| Task details |
Copy out the stretch of the records from the line containing "TARGET: hole in wooden handle" through the end of the records, reproducing each line word for word.

[Available records start]

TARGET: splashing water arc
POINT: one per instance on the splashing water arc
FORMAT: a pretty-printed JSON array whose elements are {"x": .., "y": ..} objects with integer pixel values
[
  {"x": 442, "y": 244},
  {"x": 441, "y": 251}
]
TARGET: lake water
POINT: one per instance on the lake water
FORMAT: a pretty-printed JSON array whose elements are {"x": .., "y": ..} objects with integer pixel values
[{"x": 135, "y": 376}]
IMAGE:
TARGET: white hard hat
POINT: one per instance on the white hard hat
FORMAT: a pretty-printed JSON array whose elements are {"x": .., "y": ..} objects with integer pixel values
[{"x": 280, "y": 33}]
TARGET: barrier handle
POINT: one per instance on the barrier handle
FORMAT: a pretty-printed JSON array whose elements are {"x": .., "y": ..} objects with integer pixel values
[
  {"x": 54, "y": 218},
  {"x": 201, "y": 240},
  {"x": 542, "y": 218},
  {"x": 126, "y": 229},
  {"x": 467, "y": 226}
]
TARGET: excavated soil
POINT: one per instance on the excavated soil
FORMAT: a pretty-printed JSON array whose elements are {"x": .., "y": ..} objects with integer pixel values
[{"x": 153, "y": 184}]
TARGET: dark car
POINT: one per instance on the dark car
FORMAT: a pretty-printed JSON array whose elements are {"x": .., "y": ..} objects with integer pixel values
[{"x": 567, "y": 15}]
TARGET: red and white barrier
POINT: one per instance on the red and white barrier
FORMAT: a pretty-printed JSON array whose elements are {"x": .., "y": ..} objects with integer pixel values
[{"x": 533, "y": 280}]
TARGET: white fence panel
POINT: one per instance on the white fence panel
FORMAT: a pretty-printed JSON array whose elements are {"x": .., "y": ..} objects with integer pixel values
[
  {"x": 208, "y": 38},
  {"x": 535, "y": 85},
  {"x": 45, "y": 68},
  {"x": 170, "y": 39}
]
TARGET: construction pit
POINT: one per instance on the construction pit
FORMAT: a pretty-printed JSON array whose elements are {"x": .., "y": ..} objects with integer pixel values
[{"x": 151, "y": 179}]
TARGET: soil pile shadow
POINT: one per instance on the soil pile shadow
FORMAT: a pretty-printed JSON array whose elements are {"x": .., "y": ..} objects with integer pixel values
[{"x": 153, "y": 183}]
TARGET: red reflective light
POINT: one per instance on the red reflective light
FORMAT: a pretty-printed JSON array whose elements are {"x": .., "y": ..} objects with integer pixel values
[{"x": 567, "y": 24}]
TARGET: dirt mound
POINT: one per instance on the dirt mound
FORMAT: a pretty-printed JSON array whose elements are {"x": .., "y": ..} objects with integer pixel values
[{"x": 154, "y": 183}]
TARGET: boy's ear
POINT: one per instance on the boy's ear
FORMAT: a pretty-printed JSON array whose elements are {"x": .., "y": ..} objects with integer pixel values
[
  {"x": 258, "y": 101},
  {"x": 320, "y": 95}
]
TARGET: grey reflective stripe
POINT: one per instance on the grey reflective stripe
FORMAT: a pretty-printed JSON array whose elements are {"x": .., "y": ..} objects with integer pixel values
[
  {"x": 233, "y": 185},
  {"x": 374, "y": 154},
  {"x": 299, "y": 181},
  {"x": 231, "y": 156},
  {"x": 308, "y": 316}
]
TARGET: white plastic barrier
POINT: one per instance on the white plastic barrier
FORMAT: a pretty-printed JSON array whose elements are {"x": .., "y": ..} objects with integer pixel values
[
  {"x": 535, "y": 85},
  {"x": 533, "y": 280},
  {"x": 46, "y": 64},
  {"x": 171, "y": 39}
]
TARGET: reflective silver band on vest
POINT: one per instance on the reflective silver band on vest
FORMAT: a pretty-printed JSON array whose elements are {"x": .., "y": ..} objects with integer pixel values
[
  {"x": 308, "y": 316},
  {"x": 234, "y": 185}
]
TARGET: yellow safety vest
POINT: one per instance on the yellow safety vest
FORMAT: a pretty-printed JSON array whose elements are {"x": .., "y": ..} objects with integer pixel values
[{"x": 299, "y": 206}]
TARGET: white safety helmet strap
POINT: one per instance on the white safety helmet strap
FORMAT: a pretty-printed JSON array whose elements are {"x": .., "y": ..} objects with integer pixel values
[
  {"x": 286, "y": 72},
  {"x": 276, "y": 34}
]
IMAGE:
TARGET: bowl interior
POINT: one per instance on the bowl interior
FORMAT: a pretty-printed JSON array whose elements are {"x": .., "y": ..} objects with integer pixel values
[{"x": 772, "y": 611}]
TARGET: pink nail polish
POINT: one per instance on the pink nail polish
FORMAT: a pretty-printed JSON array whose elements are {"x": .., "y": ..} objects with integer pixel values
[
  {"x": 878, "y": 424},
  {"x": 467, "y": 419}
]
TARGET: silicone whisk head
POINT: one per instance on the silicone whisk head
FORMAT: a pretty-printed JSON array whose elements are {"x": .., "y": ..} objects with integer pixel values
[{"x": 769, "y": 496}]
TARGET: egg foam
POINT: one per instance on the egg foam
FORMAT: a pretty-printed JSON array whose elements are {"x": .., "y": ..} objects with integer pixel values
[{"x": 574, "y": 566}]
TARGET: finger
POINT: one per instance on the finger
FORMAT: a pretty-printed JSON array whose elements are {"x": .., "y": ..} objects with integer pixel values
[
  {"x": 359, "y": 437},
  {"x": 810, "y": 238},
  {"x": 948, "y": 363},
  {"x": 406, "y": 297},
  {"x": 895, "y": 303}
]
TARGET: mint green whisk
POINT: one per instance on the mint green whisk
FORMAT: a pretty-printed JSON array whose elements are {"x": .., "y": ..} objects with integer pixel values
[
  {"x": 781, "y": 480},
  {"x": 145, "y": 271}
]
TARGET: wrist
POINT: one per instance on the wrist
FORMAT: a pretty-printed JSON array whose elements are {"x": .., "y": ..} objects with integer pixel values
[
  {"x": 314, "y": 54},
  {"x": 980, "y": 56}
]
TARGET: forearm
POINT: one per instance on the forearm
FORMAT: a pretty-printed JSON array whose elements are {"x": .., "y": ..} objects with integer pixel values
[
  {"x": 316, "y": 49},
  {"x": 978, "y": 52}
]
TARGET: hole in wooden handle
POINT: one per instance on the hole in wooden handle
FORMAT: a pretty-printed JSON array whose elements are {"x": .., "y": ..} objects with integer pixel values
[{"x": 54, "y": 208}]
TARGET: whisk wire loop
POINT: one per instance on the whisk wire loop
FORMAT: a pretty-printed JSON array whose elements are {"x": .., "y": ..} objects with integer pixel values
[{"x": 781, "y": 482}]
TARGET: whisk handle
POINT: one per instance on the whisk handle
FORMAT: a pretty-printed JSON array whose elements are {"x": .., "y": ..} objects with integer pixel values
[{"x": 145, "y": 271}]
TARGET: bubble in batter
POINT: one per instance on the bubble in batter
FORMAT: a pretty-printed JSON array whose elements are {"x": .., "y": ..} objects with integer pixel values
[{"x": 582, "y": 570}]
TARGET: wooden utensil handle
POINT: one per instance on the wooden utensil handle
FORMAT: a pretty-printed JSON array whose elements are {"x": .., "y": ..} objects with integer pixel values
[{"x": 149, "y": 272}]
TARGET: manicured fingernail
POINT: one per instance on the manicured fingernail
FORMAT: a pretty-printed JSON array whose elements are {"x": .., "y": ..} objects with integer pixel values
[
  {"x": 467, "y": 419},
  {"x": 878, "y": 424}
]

[Available records end]

| Worked solution |
TARGET: hole in wooden handle
POINT: one per instance on the hole in wooden handle
FORMAT: a pretty-printed JSON array whose elements are {"x": .., "y": ..} objects with integer pixel values
[{"x": 54, "y": 208}]
TARGET: whisk wire loop
POINT: one per instance on the whisk wire loop
FORMAT: a pretty-printed JSON array whose elements are {"x": .., "y": ..} objects with integer pixel values
[{"x": 781, "y": 482}]
TARGET: whisk handle
POINT: one per instance on the whisk handle
FORMAT: a pretty-printed JSON array whose elements are {"x": .., "y": ..} objects with integer pixel values
[{"x": 145, "y": 271}]
TARGET: bubble in batter
POINT: one per instance on the bubble in batter
FORMAT: a pretty-printed JSON array whose elements are {"x": .., "y": ..} objects with integer pixel values
[{"x": 582, "y": 570}]
TARGET: wooden utensil handle
POINT: one per instance on the wooden utensil handle
FORMAT: a pretty-printed JSON array whose elements are {"x": .., "y": ..} objects with integer pixel values
[{"x": 149, "y": 272}]
TARGET: manicured fingernail
POINT: one per instance on the manicured fingernail
FORMAT: a pretty-printed JSON array whose elements are {"x": .., "y": ..} objects with integer pixel values
[
  {"x": 467, "y": 419},
  {"x": 878, "y": 424}
]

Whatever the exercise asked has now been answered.